» **Work instruction**: Find the lines below that contain the string "plate". Copy each one.

----

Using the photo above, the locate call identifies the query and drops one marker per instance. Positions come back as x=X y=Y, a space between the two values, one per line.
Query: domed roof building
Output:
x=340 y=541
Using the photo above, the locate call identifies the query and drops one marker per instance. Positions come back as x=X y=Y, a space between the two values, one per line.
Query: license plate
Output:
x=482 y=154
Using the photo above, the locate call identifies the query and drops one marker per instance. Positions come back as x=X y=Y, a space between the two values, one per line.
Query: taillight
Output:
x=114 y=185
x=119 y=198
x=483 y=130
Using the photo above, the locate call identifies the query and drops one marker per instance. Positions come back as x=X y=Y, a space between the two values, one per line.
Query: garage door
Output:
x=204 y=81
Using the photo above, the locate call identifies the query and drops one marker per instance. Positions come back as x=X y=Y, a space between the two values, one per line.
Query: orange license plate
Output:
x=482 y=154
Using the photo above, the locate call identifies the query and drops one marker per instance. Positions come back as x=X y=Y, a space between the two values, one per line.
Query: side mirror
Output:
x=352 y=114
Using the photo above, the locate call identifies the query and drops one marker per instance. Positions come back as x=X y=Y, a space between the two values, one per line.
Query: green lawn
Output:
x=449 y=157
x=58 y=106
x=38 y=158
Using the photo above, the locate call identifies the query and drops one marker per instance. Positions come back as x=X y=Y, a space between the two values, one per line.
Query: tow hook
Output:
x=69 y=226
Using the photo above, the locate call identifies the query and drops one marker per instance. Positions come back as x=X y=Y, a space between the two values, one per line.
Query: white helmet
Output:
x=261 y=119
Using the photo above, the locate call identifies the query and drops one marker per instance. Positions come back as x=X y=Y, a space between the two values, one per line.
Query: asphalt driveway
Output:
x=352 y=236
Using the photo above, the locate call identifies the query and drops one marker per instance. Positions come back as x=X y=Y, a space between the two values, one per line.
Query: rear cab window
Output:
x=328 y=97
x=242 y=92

----

» **Result**:
Query: license plate
Query: orange license plate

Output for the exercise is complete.